Le bedonnant commissaire quinquagénaire se permettant toujours, avant la
séquence de conclusion, un aparté en direction du public pour demander :
« alors, vous avez trouvé le coupable ? » Puis les différents
indices se matérialisaient sur l’écran et le coupable avouait son méfait. Etonnant deus
ex-machina, non ?
Même si les
séries font quelquefois mine de s’encanailler en flirtant avec l’univers des espions ou en
s’invitant dans le lit des politicards,
elles ne restent que de simples plaisirs de distraction. Le
coupable est un élément isolé qu’il faut absolument maîtriser pour qu’il ne
nuise pas à la bonne marche des affaires. Mais jamais, ô grand jamais, le héros
ne s’interroge sur la société dans son ensemble ; les inégalités, le racisme
ou la corruption ne sont évoqués que
comme un mal inévitable.
Pourtant, on
peut trouver des conflits sociaux, de la sueur, de la crasse et une belle rage
dans la série This is England 86’,88’ et 90’ directement inspirée du film du même titre. Et puis, il
me faut aussi signaler Prime suspect (Suspect N°1) avec la
magnifique et combative Helen Mirren,
diffusée de 1991 à 2006. Série novatrice s’il en est qui annonçait de fort
belle manière cette « nouvelle vague » dont nous venons de
parler ensemble.

- [Entrées fournies]:
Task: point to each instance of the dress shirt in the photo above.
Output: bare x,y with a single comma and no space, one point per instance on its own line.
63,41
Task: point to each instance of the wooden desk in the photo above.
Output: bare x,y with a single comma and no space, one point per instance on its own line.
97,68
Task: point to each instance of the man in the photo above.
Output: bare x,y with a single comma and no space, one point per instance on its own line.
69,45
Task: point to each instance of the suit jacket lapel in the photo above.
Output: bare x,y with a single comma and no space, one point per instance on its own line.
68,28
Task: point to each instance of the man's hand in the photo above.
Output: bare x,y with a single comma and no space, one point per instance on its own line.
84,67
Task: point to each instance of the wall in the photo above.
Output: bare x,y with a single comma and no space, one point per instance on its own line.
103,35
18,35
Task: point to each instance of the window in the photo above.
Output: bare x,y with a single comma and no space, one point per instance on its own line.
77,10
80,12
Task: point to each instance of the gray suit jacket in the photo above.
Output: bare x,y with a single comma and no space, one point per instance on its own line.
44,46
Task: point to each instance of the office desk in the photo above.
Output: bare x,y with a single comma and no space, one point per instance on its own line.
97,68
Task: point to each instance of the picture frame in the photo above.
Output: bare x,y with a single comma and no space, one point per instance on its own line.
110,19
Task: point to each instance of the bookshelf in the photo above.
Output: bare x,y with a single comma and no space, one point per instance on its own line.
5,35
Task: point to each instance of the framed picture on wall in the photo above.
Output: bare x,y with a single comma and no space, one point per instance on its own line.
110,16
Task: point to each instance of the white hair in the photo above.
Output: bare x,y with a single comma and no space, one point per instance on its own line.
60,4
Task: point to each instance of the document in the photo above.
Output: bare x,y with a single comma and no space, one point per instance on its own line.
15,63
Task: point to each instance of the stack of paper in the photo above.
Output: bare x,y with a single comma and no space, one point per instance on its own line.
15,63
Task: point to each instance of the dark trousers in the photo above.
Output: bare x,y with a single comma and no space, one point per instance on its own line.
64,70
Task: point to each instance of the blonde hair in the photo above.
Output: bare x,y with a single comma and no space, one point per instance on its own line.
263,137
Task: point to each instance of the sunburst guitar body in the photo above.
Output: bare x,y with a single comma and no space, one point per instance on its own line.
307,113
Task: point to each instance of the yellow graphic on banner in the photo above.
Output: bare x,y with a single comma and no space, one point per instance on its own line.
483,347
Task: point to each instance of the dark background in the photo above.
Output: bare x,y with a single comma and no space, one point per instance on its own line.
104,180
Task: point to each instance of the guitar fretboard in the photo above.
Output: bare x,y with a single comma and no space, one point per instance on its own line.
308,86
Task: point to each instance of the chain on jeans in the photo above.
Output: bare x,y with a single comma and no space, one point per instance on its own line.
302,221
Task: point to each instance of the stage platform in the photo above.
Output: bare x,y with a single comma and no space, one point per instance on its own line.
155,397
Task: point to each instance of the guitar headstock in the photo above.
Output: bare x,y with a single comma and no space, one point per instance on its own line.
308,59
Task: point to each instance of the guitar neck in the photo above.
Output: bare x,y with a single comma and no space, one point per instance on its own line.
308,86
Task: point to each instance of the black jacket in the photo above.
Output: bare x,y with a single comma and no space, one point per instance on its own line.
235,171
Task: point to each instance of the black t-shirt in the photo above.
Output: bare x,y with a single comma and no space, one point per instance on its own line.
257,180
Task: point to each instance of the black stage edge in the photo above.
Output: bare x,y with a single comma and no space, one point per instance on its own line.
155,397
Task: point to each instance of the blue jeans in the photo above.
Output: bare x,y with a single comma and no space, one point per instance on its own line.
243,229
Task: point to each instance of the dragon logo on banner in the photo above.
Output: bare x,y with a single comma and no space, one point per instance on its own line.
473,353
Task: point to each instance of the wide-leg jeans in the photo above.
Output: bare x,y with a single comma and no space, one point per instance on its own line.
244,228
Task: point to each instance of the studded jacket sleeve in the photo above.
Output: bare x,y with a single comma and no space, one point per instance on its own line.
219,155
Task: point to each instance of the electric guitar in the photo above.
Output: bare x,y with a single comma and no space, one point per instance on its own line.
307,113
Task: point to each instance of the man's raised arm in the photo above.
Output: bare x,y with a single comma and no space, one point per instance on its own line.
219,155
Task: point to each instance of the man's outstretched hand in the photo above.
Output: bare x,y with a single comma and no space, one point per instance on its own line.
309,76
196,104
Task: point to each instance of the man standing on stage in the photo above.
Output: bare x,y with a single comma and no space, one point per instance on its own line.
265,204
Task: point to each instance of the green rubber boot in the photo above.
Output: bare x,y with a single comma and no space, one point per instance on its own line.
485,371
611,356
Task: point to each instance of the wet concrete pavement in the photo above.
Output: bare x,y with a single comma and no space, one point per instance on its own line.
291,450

- [Énoncé 1]: D'après le texte sur les séries télévisées, pendant quelles années Prime suspect a-t-elle été diffusée ?
- [Énoncé 2]: Écrivez la suite du texte sur les séries télévisées, en reprenant juste après sa dernière phrase.

- [Réponse rédigée 1]: De 1991 à 2006.

- [Réponse rédigée 2]:
Jusqu’ici,
je croyais bien être un des seuls à ne pas beaucoup aimer ces fameuses séries
et j’évitais autant que possible les conversations avec mes amis. Et puis, j’ai
trouvé ceci dans un magazine consacré au Polar/cinéma. Cet extrait est une
partie de l’interview que le directeur de la prestigieuse série Noire a donné
au journal. Voilà un homme que j’aimerais bien compter parmi mes amis.
« Les
séries, je regarde deux ou trois épisodes et j’éteins la télé en me disant : « tout ça pour ça ! » T’as l’impression
que les mecs ont mis tout ce qu’il y avait de mieux au début et qu’ensuite ils
pédalent dans la semoule. Donc qu’on arrête de me dire que la série est
supérieure car elle prend le temps d’installer ses intrigues. Pour moi, Welles
dit plus de trucs dans La Soif du mal, que Pizzolatto avec True Detective. »
( 1) Interview
Aurélien Masson (So Film N° 42)
Fin de la
saison une.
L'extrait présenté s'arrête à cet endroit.